Prompt: Lines containing the word "sock" are to be copied from the data below.

Data:
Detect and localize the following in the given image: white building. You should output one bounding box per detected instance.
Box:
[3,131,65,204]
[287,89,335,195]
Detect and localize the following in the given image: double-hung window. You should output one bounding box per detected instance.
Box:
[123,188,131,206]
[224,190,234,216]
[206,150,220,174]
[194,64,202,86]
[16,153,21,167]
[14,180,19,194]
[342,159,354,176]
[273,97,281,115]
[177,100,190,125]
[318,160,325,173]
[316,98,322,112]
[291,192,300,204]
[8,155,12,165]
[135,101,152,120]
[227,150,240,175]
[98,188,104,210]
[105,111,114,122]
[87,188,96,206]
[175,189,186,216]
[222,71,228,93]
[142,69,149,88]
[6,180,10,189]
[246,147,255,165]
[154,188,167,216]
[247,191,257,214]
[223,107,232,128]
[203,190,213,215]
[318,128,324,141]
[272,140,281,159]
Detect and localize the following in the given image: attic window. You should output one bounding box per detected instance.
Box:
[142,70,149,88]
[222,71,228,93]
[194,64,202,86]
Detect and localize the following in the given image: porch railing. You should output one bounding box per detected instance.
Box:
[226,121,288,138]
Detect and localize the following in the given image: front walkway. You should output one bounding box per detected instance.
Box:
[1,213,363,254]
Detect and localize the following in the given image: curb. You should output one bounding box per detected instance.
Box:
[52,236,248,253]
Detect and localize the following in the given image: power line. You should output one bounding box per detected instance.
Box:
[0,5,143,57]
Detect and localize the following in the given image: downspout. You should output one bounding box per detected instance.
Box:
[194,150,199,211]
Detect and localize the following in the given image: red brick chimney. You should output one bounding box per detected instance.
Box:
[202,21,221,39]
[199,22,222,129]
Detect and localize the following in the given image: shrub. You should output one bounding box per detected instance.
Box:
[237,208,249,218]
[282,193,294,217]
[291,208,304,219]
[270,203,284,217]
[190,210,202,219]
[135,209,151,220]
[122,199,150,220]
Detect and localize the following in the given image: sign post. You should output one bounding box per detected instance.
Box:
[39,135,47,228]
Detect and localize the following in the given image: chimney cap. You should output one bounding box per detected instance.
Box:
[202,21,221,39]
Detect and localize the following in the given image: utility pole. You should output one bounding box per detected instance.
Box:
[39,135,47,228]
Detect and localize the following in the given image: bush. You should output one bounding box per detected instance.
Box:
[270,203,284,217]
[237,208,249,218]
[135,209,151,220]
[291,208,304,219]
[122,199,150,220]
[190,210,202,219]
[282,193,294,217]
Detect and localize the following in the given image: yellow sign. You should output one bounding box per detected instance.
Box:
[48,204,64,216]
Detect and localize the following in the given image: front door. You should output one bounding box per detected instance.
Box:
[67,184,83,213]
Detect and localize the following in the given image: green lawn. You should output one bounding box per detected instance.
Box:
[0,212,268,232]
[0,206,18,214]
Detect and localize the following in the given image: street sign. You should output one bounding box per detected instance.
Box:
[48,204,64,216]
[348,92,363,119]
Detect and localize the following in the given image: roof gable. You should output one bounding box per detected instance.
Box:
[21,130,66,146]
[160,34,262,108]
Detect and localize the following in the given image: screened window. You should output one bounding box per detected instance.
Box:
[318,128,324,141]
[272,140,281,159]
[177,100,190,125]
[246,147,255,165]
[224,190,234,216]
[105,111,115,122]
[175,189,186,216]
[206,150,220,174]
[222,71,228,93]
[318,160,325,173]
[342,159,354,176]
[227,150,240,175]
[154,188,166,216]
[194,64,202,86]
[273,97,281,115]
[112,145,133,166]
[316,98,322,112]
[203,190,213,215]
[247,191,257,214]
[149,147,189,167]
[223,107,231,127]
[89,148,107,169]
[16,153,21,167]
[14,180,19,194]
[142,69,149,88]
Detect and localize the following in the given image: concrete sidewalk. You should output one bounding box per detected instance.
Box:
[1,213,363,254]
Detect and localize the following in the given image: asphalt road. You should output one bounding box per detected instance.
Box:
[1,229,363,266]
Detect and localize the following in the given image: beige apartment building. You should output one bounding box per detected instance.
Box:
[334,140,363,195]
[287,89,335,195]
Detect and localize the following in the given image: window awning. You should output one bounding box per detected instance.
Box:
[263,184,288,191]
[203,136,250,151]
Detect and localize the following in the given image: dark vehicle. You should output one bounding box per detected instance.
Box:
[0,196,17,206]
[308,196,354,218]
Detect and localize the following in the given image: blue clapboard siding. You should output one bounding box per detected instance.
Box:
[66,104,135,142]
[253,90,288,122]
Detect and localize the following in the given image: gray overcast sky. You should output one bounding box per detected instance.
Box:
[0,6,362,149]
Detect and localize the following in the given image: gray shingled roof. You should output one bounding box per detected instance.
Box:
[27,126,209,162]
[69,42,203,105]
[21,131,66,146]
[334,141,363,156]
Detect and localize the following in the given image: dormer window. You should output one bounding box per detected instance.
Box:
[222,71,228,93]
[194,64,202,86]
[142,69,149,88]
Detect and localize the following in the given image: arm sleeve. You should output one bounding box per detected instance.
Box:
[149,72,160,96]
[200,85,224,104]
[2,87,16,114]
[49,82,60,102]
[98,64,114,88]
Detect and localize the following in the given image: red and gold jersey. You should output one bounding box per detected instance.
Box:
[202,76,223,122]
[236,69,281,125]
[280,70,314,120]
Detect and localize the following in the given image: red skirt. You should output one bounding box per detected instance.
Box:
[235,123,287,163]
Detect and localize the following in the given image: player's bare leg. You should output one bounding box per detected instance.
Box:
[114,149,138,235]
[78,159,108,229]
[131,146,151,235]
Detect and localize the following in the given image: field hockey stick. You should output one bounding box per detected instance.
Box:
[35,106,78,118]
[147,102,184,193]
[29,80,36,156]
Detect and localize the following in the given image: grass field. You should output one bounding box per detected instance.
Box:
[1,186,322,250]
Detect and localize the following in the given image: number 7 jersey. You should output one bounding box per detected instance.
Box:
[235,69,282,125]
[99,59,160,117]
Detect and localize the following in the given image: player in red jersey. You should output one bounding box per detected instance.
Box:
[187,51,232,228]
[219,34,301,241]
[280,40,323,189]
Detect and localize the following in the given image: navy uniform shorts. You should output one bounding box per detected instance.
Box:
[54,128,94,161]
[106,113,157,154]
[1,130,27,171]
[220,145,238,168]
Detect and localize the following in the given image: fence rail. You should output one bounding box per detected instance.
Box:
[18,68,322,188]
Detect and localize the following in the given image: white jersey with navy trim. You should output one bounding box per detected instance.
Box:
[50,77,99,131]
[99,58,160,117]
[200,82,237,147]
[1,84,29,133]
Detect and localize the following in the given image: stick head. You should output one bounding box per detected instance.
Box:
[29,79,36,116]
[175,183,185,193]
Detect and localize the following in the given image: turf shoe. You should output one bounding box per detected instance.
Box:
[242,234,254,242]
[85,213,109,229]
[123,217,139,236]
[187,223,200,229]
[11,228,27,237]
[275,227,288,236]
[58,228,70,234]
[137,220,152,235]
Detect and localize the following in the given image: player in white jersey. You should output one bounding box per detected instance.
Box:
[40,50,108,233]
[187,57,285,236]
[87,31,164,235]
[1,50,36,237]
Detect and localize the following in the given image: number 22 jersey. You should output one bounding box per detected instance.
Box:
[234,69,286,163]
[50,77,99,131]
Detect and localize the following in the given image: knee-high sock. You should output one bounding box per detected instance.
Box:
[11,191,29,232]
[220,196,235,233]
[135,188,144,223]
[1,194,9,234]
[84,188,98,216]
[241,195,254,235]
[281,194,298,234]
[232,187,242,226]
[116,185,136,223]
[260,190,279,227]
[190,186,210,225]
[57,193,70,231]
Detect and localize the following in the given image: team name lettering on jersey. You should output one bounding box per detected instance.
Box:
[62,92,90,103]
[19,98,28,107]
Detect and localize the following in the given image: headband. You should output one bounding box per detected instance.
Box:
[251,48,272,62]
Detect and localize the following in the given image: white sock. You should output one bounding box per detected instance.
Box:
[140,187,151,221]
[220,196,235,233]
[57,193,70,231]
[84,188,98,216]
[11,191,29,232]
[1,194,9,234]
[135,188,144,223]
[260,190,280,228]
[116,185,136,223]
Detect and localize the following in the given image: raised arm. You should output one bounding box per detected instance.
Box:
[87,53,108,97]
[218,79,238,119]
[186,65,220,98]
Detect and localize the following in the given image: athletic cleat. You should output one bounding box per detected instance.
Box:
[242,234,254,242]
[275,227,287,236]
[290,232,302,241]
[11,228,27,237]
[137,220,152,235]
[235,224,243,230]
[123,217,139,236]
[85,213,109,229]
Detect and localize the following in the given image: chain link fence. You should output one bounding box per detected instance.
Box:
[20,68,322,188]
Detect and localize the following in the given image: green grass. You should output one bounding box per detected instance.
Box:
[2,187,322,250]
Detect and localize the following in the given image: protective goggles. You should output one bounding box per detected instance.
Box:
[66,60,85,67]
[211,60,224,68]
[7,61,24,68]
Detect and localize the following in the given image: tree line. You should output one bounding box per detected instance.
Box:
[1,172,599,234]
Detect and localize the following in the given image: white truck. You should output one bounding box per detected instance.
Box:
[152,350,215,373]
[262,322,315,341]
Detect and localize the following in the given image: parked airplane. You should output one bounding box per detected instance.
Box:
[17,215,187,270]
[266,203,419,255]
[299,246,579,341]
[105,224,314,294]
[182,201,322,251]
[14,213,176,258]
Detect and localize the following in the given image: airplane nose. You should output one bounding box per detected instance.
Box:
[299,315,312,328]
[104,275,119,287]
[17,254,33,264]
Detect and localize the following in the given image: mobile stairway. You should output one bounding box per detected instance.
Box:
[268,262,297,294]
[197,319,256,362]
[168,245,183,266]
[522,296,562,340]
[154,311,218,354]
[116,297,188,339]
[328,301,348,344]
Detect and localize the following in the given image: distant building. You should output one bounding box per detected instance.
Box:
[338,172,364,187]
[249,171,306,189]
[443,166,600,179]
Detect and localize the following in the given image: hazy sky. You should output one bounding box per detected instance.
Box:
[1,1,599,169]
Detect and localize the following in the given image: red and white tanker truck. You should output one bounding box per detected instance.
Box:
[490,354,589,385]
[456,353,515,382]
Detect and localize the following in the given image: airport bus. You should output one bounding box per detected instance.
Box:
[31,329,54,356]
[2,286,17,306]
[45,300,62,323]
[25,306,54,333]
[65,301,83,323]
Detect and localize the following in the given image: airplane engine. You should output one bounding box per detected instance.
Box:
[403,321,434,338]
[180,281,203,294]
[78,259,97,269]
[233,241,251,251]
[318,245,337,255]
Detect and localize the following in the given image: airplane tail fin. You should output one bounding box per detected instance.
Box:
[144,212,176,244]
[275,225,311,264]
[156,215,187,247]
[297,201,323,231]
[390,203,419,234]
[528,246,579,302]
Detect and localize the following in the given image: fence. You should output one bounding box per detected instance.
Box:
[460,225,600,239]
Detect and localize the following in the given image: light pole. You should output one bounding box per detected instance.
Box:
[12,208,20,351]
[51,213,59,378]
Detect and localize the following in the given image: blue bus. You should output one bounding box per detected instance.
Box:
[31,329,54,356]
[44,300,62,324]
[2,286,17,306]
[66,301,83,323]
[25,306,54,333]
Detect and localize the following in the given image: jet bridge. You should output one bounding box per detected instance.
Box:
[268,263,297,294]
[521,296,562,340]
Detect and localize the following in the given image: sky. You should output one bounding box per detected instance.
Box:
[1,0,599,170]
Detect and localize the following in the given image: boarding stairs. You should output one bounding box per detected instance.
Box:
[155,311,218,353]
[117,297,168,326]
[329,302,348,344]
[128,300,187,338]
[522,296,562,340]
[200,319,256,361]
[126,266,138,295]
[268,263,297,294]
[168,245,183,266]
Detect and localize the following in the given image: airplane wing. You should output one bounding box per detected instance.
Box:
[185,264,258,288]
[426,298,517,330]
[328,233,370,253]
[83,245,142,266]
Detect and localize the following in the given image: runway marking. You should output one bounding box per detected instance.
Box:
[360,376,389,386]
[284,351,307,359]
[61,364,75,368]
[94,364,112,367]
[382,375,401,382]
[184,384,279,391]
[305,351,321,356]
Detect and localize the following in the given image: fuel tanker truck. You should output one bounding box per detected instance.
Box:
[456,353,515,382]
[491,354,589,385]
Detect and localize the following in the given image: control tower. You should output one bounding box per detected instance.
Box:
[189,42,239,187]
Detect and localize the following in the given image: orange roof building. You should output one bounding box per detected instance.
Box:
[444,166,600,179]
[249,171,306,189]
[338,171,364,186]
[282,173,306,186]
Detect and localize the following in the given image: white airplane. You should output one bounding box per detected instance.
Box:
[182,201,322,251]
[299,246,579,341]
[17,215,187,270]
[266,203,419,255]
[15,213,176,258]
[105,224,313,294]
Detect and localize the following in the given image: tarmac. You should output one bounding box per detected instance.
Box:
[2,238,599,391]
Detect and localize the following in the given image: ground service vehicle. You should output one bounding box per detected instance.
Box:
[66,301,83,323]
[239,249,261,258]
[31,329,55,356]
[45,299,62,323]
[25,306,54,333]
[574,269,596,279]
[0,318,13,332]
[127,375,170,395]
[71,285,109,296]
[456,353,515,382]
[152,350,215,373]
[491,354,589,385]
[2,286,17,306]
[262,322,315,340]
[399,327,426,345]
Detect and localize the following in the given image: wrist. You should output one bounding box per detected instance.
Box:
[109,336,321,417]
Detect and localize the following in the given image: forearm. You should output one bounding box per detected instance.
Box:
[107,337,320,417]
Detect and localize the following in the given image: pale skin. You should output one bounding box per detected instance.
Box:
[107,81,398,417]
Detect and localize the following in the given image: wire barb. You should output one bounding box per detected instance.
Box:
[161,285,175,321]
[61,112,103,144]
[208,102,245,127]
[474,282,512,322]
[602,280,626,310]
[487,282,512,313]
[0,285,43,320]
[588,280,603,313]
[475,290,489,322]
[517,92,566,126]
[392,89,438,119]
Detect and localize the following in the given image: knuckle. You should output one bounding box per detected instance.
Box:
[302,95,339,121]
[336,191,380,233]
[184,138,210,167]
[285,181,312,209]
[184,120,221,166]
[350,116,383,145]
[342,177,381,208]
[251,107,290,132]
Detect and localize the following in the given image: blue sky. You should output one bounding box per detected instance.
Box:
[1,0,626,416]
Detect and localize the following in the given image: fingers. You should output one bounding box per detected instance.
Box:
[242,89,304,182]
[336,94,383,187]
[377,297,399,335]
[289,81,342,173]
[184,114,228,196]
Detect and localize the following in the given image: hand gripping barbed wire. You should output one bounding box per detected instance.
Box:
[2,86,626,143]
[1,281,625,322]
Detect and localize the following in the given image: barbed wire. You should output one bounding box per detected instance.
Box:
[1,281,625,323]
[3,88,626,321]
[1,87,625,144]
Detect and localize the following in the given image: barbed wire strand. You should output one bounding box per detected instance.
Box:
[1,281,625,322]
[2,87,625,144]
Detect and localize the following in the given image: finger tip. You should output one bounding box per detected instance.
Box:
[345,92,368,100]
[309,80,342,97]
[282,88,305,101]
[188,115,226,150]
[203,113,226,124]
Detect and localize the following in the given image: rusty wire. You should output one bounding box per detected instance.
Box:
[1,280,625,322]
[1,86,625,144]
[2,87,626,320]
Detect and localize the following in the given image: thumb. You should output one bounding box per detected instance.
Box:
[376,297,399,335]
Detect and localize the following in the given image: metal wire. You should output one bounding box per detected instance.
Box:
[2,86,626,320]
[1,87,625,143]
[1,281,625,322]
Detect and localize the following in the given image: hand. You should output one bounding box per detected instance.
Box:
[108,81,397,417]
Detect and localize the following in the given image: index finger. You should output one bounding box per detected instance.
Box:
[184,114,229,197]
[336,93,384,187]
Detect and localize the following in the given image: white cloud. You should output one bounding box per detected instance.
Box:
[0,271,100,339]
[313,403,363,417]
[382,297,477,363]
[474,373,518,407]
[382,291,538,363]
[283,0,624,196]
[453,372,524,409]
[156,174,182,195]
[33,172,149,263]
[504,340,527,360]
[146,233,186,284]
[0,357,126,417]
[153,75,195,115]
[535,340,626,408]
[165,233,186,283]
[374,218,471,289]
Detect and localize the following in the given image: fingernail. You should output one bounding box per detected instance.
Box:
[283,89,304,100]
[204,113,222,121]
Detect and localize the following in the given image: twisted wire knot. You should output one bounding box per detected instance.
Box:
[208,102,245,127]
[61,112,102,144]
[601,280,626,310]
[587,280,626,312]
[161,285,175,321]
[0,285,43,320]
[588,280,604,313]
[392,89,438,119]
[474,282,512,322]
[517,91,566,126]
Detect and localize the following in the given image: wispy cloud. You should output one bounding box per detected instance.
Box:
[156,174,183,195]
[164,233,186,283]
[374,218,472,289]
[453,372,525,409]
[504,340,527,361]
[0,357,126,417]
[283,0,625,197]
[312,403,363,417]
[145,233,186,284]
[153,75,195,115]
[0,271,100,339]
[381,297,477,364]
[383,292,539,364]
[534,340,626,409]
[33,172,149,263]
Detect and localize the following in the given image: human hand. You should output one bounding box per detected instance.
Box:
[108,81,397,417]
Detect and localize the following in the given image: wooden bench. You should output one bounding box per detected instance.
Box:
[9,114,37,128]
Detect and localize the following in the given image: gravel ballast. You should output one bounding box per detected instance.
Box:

Exercise response:
Detect and localize the following in the given image: knee-high sock. You should output one bounding box per detected instance.
Detect and localize the following in the given image: white sock. You should output one bounding box per detected instance.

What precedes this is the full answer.